No. 79-037 No. 79-038 No. 79-039 No. 79-040 No. 79-152
Decided December 12, 1979
1. Liens — Mechanic's Lien — Pre-Lien Notice If a supplier of materials has given notice only after the materials have been furnished, the resulting statutory lien is limited to the amount due the subcontractor with whom the materialman had contracted.
2. Liens — Mechanic's Lien — Scope A materialman is entitled to a lien to secure payment for supplies furnished by contract to a contractor or subcontractor of the owner for the purpose of erecting a building for the owner. RSA 447:5.
3. Liens — Mechanic's Lien — Offset A materialman's lien, to secure payment for supplies furnished, is limited by the amount the owner of the work of improvement owes the principal contractor.
4. Liens — Mechanic's Lien — Statutes Where one section of statute provided materialman with a lien, "by virtue of a contract with an agent, contractor, or sub-contractor of the owner" and another provided that the lien would be valid to the extent of the amount due to the contractor, agent or sub-contractor, the sections, read together, provide a materialman with a lien if he has a contract with one of the designated parties, and the lien is enforceable up to the amount due that same party.
5. Liens — Mechanic's Lien — Scope The purpose of limiting a subcontractor's lien is to protect the owner from unknown liability to the subcontractor or materialman and from liability for payments in excess of the amounts owed to the general contractor; to protect against the possibility of having to pay more than once for the same work or materials.
6. Liens — Mechanic's Lien — Statutes Correctly interpreted, statute, which provided that a materialman's lien shall be valid to the extent of the amount due to the designated party with whom the materialman contracted, means the materialman can only recover the amount the owner owed the subcontractor with whom the materialman contracted.
7. Liens — Mechanic's Lien — Offset The amount a contractor owes subcontractor for partial performance may be set off by the amount the subcontractor owes the contractor for damages caused by the subcontractor's failure to complete its contract; therefore, a materialman who had a lien equal to the amount due the subcontractor should be permitted a lien only against the actual monies owed to the subcontractor; that is, the amount due after the subcontractor first accounts for any counterclaims, set-offs or defenses.

> **Written task A**: From the entries below, pull out every line that contains the string "sleeve", matching case exactly.

> **Named object pointing entries**:

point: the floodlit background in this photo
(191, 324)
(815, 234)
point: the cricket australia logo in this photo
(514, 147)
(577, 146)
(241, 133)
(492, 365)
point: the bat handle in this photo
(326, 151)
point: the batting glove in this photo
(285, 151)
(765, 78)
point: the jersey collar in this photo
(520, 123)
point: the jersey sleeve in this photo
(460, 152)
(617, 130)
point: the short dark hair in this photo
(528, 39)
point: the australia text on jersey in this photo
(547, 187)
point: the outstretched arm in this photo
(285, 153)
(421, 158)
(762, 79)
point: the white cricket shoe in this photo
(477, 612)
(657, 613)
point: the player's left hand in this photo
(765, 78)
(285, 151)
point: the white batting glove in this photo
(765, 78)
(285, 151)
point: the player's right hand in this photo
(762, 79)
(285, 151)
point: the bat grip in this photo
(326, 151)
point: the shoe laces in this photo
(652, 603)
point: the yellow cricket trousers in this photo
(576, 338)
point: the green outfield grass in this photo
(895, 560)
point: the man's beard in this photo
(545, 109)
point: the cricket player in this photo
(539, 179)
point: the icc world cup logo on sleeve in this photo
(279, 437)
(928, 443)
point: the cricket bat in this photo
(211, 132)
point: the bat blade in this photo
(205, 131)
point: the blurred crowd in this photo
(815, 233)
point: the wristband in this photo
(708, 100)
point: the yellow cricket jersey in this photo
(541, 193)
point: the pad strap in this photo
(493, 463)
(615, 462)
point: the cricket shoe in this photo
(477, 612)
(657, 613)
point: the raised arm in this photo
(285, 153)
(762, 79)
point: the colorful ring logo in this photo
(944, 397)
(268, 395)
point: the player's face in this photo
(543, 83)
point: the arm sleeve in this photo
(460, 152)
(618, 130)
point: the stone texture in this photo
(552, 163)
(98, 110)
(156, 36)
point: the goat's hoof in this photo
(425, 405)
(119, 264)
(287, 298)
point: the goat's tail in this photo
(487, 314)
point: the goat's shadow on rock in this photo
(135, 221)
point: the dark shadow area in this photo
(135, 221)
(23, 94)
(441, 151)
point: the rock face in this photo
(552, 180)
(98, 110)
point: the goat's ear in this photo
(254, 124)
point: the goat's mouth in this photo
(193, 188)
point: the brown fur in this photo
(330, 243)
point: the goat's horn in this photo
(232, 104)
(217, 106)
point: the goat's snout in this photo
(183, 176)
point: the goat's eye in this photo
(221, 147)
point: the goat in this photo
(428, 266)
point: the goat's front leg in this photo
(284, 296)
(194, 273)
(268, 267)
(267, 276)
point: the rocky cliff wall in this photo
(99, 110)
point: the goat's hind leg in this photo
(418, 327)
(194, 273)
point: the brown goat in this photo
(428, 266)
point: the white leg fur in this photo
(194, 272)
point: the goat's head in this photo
==
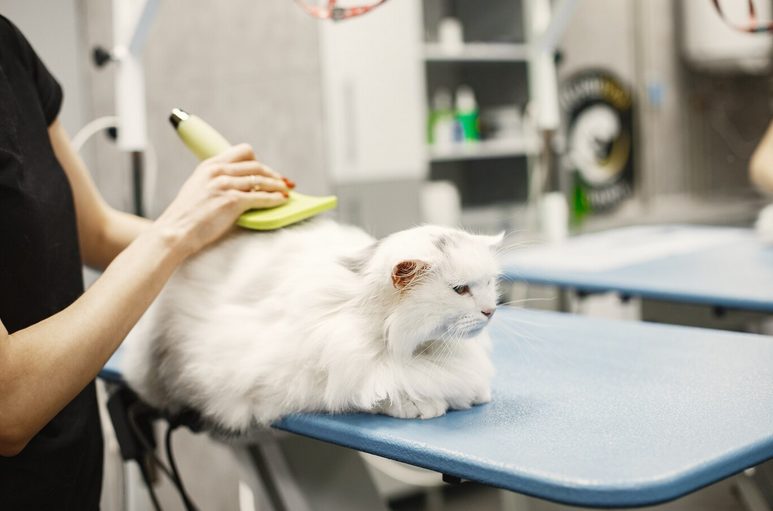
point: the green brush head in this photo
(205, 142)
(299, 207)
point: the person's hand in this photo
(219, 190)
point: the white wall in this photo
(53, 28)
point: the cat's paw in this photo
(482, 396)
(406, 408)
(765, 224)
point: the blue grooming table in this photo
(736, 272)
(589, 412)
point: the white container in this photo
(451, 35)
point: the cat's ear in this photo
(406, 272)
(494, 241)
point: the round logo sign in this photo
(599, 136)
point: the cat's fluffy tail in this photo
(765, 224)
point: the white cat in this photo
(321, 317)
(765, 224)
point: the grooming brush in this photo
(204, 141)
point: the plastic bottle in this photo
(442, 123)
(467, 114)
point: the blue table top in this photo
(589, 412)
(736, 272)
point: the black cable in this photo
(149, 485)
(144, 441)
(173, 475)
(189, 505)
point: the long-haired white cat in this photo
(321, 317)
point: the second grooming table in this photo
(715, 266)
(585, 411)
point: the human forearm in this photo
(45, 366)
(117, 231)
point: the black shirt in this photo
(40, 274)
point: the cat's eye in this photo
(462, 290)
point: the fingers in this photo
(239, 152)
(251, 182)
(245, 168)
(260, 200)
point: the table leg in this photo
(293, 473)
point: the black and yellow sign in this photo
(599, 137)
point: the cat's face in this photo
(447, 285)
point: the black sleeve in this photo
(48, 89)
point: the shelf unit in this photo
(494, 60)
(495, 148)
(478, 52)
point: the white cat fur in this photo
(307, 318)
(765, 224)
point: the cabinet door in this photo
...
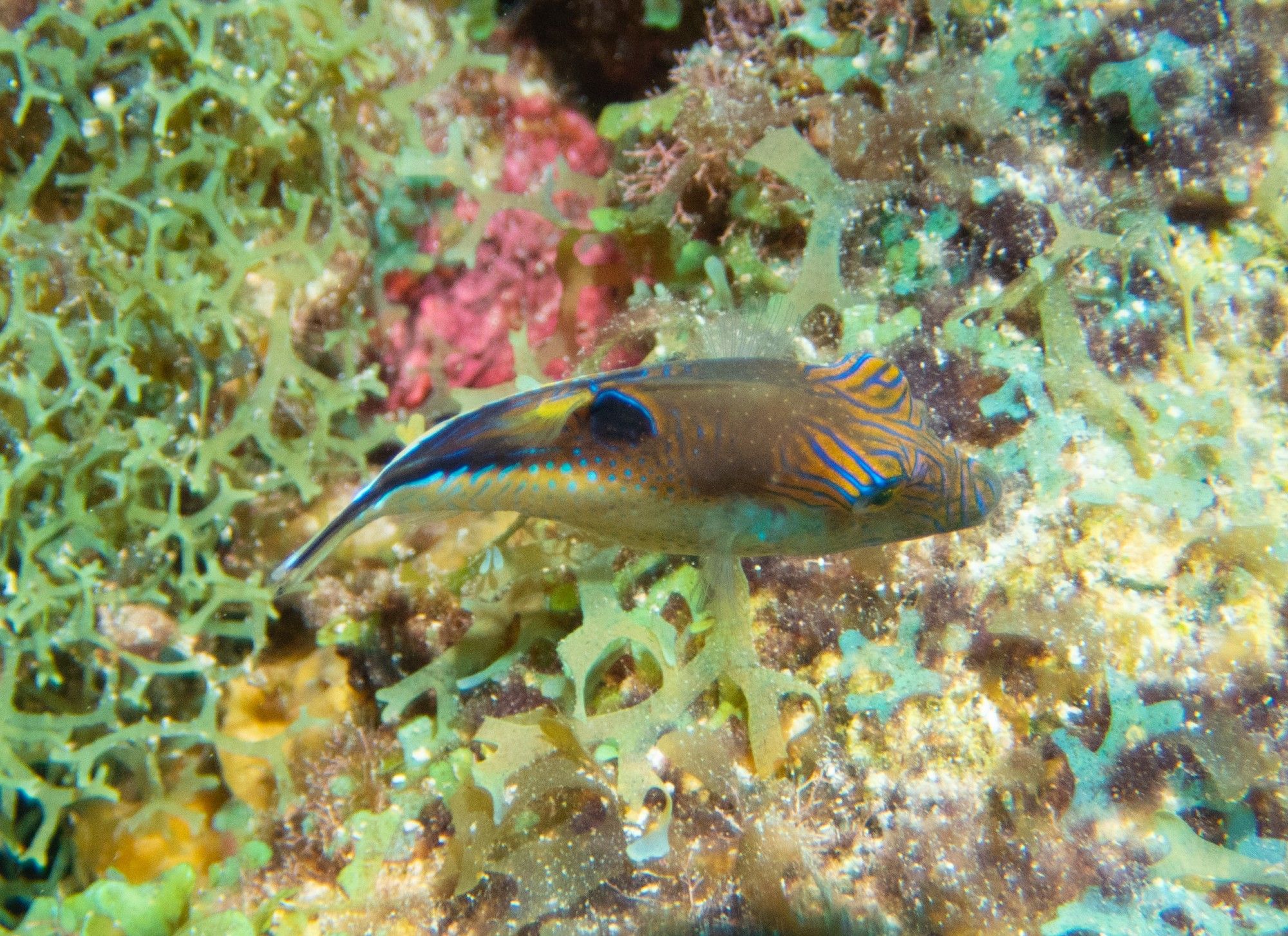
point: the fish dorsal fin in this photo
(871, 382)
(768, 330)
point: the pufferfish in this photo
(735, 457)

> **Written task B**: Carry on the mechanic's lien headnotes above from the point where they stop.

> **Task answer A**:
point: the jersey sleeve in this photo
point: the icc world cup logo on sleeve in this photo
point: the arm sleeve in this photo
point: the black sleeve in this photo

> **Task answer B**:
8. Liens — Mechanic's Lien — Offset A contractor may set off its damages against a bankrupt subcontractor before materialman of that subcontractor can enforce his lien.
9. Bonds — Performance Bond — Building Contracts Purpose of statute which obligated those who contract in behalf of the state or any political subdivision thereof to provide a bond is to protect materialmen and subcontractors. RSA 447:16.
10. Bonds — Performance Bond — Building Contracts Statute which obligated town to provide a bond to protect materialmen and subcontractors did not require the terms of the bond, as expressed in the statute, to be read into contract between town and contractor, where the town had failed in its obligation to demand the bond and where to imply such terms would greatly expand the contractor's common-law contractual duties by requiring the contractor to insure payment of all claims for supplies and materials furnished to any subcontractor, a result not contemplated by the statute. RSA 447:16.
11. Liens — Equitable Liens — Generally Where there was no allegation that owner and general contractor contracted with an intent to benefit subcontractor's materialman and where owner did not even know of materialman's claim at the time of the contract, the comparative equities between the materialman and general contractor did not create an equitable lien in favor of the materialman.
12. Liens — Mechanic's Lien — Priority The materialman who provides notice to the owner prior to supplying materials obtains a lien on the same parity as the general contractor; conversely, where materialman failed to use simple statutory method for providing notice, its lien was not on same parity as the general contractor.
13. Damages — Generally Where a burden of loss must inevitably fall on one of the parties, it should fall on the party having an opportunity to protect itself.
James M. Winston, of Manchester, by brief and orally, for the plaintiff.
Sulloway, Hollis Soden, of Concord (Stephen M. Duprey orally), for the defendant, Trapper Brown Corporation.
Stebbins Bradley, of Hanover (Blair C. Wood orally), for the defendant, Trumbull-Nelson Construction Co., Inc.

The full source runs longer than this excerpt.